[[ Selected extract, beginning ]]

Sunday, 10 March 2019, 09:08 Last update: about 6 years ago

Last Wednesday, the Church started the important period of Lent. As Pope Francis said in this year’s Lenten message, “Lent is a sacramental sign of ... conversion”.

If we are honest with ourselves, we all know that all of us need to undergo an interior spiritual transformation. Like the rest of creation around us we too are “wait[ing] with eager longing for the revelation of the children of God” (Rm 8:19). In one way or another, we all experience the devastating experience of sin. Even in our remotest recesses of our spirit, we all feel the brokenness and separation that is brought about by this rebellious act against God, our neighbour, creation and, yes, OUR real selves.

In his reflection about the reality of sin, Pope Francis observes in his message: “When we fail to live as children of God, we often behave in a destructive way towards our neighbours and other creatures – and ourselves as well – since we begin to think more or less consciously that we can use them as we will. Intemperance then takes the upper hand: we start to live a life that exceeds those limits imposed by our human condition and nature itself. … Unless we tend constantly towards Easter, towards the horizon of the Resurrection, the mentality expressed in the slogans I want it all and I want it now!’ and ‘Too much is never enough’, gains the upper hand… This rupture of communion with God likewise undermines our harmonious relationship with the environment…, … the garden has become a wilderness (cf. Gen 3:17-18). Sin leads man to consider himself the god of creation, to see himself as its absolute master and to use it, not for the purpose willed by the Creator but for his own interests, to the detriment of other creatures” (no. 2).

[[ Selected extract, end ]]
[[ Records provided, beginning ]]

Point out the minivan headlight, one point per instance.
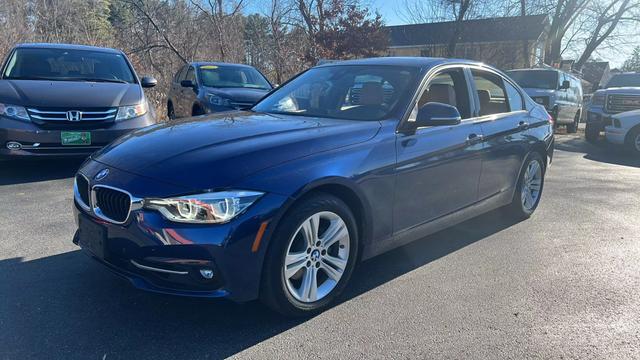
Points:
(207, 208)
(14, 111)
(132, 111)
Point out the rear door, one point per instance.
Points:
(501, 113)
(438, 167)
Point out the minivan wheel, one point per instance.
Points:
(632, 142)
(311, 258)
(528, 189)
(573, 127)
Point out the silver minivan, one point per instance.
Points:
(559, 92)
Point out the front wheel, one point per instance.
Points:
(312, 256)
(632, 141)
(528, 189)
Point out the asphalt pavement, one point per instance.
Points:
(563, 284)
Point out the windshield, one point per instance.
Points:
(232, 77)
(624, 80)
(535, 79)
(344, 92)
(68, 65)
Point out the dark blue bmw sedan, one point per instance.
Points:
(343, 162)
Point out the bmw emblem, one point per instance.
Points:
(101, 175)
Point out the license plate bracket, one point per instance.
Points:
(75, 138)
(92, 237)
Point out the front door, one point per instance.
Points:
(438, 168)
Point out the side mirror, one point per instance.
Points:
(148, 81)
(437, 114)
(187, 83)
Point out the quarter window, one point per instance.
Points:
(515, 99)
(491, 93)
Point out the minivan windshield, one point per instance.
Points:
(624, 80)
(232, 77)
(350, 92)
(68, 65)
(535, 79)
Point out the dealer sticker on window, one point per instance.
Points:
(75, 138)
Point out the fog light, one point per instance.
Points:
(206, 273)
(14, 145)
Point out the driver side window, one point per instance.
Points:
(448, 87)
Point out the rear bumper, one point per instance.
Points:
(615, 135)
(37, 142)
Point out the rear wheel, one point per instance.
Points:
(591, 133)
(573, 127)
(632, 141)
(528, 189)
(312, 256)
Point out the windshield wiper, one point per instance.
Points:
(102, 80)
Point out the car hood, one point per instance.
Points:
(212, 152)
(239, 94)
(38, 93)
(538, 92)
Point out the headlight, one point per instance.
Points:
(597, 99)
(14, 111)
(219, 101)
(207, 208)
(130, 112)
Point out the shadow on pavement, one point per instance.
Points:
(600, 151)
(19, 172)
(67, 306)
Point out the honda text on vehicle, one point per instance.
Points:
(341, 163)
(201, 88)
(68, 100)
(620, 94)
(559, 92)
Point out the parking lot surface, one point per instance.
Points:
(564, 284)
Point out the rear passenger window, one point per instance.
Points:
(515, 99)
(448, 87)
(491, 93)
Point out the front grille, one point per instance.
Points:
(79, 115)
(617, 103)
(111, 204)
(82, 185)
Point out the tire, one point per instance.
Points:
(197, 111)
(632, 141)
(171, 113)
(522, 208)
(284, 291)
(591, 133)
(573, 127)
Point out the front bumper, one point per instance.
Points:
(39, 142)
(157, 255)
(615, 135)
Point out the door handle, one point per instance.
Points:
(474, 139)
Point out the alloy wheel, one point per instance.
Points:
(316, 257)
(531, 185)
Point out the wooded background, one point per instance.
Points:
(284, 37)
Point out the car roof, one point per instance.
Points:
(66, 46)
(422, 62)
(217, 63)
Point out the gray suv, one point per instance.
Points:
(559, 92)
(620, 94)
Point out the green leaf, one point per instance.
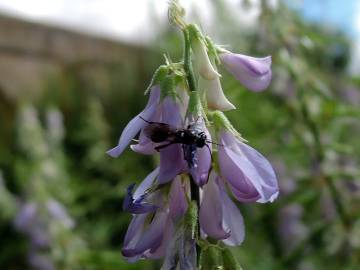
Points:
(229, 261)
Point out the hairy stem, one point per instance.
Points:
(190, 77)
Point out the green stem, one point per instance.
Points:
(319, 159)
(190, 77)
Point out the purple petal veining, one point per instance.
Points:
(254, 73)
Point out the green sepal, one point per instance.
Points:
(194, 107)
(210, 258)
(168, 86)
(158, 76)
(229, 260)
(222, 122)
(191, 218)
(194, 33)
(212, 51)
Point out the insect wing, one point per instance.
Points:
(158, 132)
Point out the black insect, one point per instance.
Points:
(190, 138)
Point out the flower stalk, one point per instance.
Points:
(170, 218)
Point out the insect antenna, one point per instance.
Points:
(214, 143)
(208, 147)
(147, 121)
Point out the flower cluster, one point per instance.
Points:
(184, 202)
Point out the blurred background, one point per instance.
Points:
(72, 74)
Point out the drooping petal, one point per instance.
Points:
(254, 73)
(177, 199)
(267, 177)
(244, 174)
(232, 218)
(134, 233)
(150, 239)
(139, 205)
(171, 163)
(146, 183)
(171, 113)
(216, 100)
(202, 62)
(136, 124)
(181, 251)
(162, 249)
(211, 210)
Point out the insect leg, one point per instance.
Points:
(214, 143)
(149, 122)
(158, 148)
(208, 147)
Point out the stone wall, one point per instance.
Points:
(31, 53)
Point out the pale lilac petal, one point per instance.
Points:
(151, 237)
(216, 100)
(240, 186)
(136, 124)
(177, 199)
(268, 180)
(162, 249)
(254, 73)
(211, 210)
(232, 219)
(245, 173)
(171, 113)
(145, 146)
(200, 174)
(139, 205)
(171, 163)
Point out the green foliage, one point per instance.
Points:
(307, 124)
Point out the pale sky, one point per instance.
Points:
(123, 19)
(131, 19)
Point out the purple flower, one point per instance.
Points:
(202, 159)
(254, 73)
(149, 234)
(219, 217)
(137, 204)
(248, 173)
(136, 124)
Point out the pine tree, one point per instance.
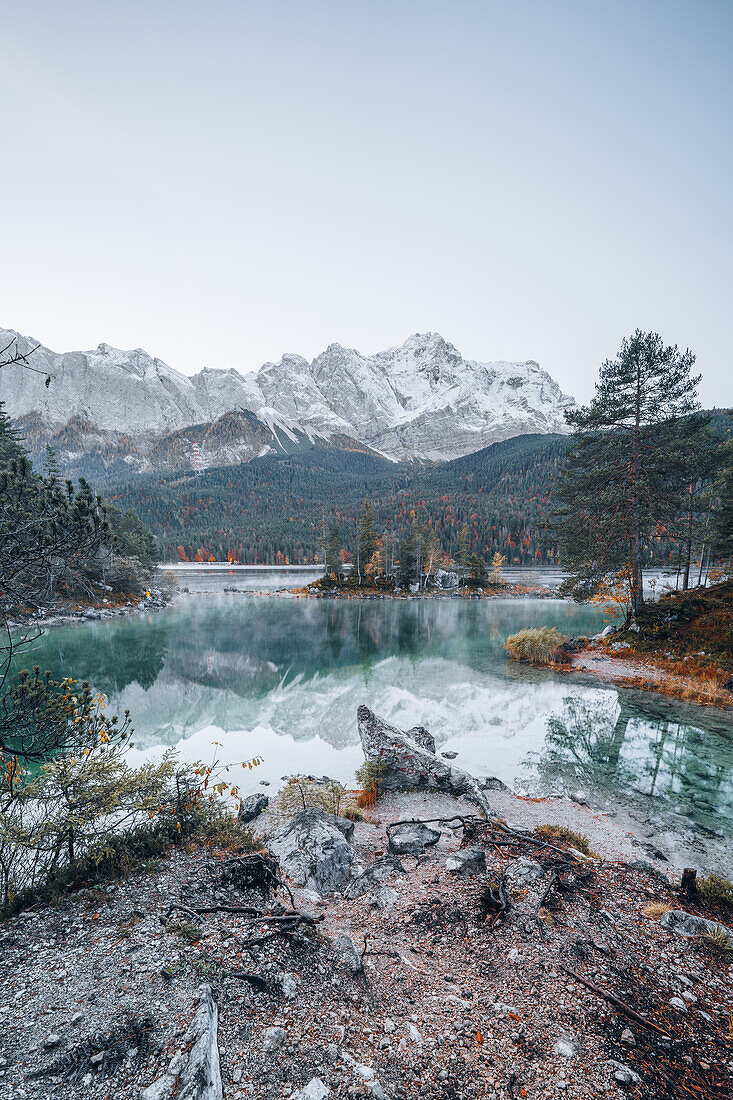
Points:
(463, 550)
(365, 537)
(722, 541)
(498, 563)
(623, 476)
(334, 553)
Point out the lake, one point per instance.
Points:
(282, 678)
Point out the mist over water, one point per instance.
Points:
(282, 678)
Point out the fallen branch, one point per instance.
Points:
(625, 1009)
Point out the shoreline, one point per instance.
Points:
(90, 612)
(643, 672)
(409, 983)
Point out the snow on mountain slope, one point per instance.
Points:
(422, 399)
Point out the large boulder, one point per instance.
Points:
(374, 876)
(313, 850)
(409, 760)
(688, 924)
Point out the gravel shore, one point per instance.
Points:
(417, 988)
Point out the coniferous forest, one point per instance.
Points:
(275, 509)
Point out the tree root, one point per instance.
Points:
(621, 1005)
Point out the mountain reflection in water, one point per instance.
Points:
(282, 678)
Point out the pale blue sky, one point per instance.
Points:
(222, 182)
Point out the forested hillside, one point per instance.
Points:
(274, 509)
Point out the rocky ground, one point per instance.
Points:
(457, 971)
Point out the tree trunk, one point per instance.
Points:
(637, 570)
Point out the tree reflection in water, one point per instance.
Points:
(616, 747)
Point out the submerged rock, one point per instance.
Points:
(409, 760)
(313, 850)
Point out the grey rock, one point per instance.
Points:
(566, 1045)
(384, 898)
(313, 851)
(290, 986)
(492, 783)
(623, 1074)
(373, 876)
(467, 861)
(687, 924)
(252, 806)
(273, 1038)
(314, 1090)
(411, 839)
(524, 872)
(347, 955)
(409, 760)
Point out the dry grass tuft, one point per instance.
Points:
(656, 909)
(536, 645)
(565, 835)
(720, 941)
(717, 891)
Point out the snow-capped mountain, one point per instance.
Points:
(422, 399)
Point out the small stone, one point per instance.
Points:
(273, 1038)
(314, 1090)
(467, 861)
(566, 1046)
(252, 806)
(623, 1074)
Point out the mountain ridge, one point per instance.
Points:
(419, 399)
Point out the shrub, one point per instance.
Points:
(304, 792)
(370, 777)
(720, 941)
(536, 645)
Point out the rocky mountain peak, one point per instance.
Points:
(418, 399)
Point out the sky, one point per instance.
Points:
(221, 183)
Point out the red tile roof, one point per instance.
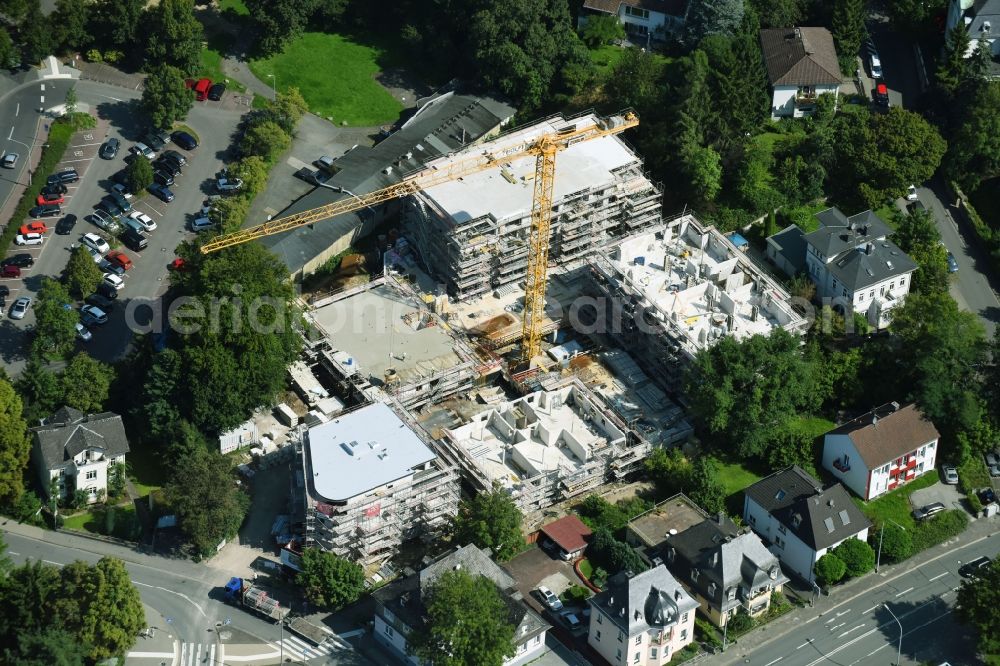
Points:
(569, 533)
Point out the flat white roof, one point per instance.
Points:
(581, 166)
(363, 450)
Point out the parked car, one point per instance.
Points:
(185, 140)
(972, 568)
(549, 598)
(216, 92)
(161, 192)
(145, 221)
(29, 239)
(48, 210)
(109, 149)
(925, 512)
(20, 307)
(96, 242)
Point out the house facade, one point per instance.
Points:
(76, 451)
(800, 520)
(399, 606)
(801, 65)
(881, 450)
(641, 619)
(726, 569)
(855, 265)
(655, 19)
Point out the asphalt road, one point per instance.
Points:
(861, 630)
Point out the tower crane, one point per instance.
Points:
(543, 148)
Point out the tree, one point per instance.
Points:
(82, 275)
(85, 383)
(857, 556)
(830, 569)
(266, 140)
(602, 29)
(139, 173)
(70, 19)
(976, 606)
(55, 325)
(466, 622)
(174, 35)
(329, 581)
(15, 446)
(209, 505)
(490, 520)
(165, 98)
(848, 28)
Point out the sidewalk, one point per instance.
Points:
(842, 594)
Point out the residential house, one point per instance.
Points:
(642, 19)
(881, 450)
(801, 65)
(982, 21)
(641, 618)
(800, 519)
(74, 451)
(725, 568)
(400, 606)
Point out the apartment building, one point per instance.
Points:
(472, 233)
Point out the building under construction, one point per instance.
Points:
(680, 287)
(473, 233)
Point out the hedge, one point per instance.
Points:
(59, 136)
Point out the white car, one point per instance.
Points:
(96, 242)
(144, 220)
(113, 280)
(29, 239)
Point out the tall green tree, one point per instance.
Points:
(330, 581)
(467, 622)
(55, 325)
(174, 36)
(165, 98)
(15, 446)
(490, 520)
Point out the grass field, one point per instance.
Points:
(336, 76)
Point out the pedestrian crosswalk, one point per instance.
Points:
(197, 654)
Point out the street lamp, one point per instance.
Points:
(899, 652)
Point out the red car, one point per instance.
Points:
(36, 227)
(50, 199)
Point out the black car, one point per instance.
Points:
(972, 569)
(110, 148)
(47, 210)
(185, 140)
(67, 176)
(216, 92)
(22, 260)
(64, 227)
(101, 302)
(163, 178)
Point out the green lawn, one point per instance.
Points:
(336, 76)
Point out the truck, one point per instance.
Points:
(243, 592)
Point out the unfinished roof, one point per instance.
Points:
(819, 517)
(507, 193)
(887, 433)
(569, 533)
(362, 451)
(800, 57)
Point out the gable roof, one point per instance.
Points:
(819, 517)
(800, 56)
(568, 532)
(887, 432)
(69, 432)
(639, 602)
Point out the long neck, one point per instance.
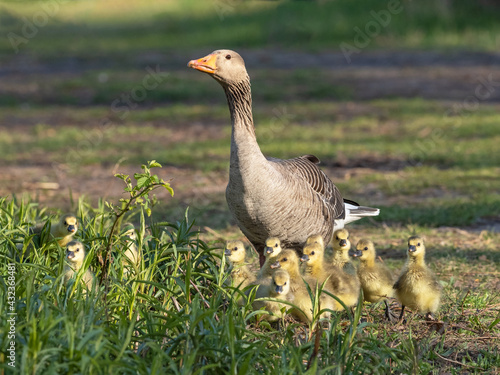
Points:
(243, 139)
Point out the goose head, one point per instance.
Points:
(225, 66)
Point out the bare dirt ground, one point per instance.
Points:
(453, 77)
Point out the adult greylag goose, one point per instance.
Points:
(268, 197)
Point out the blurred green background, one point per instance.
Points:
(408, 122)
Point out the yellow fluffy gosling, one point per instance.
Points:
(63, 231)
(241, 276)
(75, 255)
(418, 287)
(271, 251)
(289, 261)
(376, 278)
(278, 288)
(346, 287)
(341, 246)
(131, 256)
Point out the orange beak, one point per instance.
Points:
(205, 64)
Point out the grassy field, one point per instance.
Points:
(407, 126)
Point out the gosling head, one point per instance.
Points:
(312, 253)
(341, 240)
(287, 260)
(235, 251)
(225, 66)
(70, 224)
(416, 246)
(281, 282)
(315, 239)
(364, 250)
(273, 247)
(75, 253)
(130, 233)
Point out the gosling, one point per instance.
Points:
(241, 275)
(63, 231)
(278, 288)
(418, 287)
(289, 261)
(343, 285)
(341, 246)
(75, 255)
(271, 252)
(131, 257)
(376, 278)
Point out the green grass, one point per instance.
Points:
(426, 168)
(175, 315)
(114, 29)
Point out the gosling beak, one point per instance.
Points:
(205, 64)
(275, 265)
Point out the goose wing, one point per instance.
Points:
(305, 167)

[[ Records provided, end ]]

**List of tasks:**
**1.** The reflection on Lent calls sin a rebellious act against several things. List all of them.
**2.** Decide whether each statement agrees with the reflection on Lent, answering yes or no and quoting the words that settle it.
(a) Lent began on the Wednesday before the piece was written.
(b) The Lenten message quoted in the piece is attributed to Pope Benedict.
(c) The quoted message says the garden has become a wilderness.
**3.** Carry on the reflection on Lent from the point where it ends.

**Responses per task:**
**1.** God, our neighbour, creation, and our real selves.

**2.**
(a) Yes: "Last Wednesday, the Church started the important period of Lent."
(b) No: "As Pope Francis said in this year’s Lenten message"
(c) Yes: "the garden has become a wilderness (cf. Gen 3:17-18)"

**3.**
For this four-dimensional destruction of sin, the Church always suggests fasting, almsgiving and prayer as powerful means to usher in true conversion. Authentic transformation occurs when we abandon our destructive selfishness and self-absorption, so characteristic of our times, and leave the radiant light of Easter Morning take hold of us. In this year’s Lenten message, Pope Francis gives us a wonderful and succinct catechesis of these three extraordinary means of conversion.

 Fasting, that is, learning to change our attitude towards others and all of creation, turning away from the temptation to ‘devour” everything to satisfy our voracity and being ready to suffer for love, which can fill the emptiness of our hearts. Prayer, which teaches us to abandon idolatry and the self-sufficiency of our ego, and to acknowledge our need of the Lord and his mercy. Almsgiving, where we escape from the insanity of hoarding everything for ourselves in the illusory belief that we can secure a future that does not belong to us. Thus, we will rediscover the joy of God’s plan for creation and for each of us, which is to love him, our brothers and sisters, and the entire world and to find in this love our true happiness” (no. 3).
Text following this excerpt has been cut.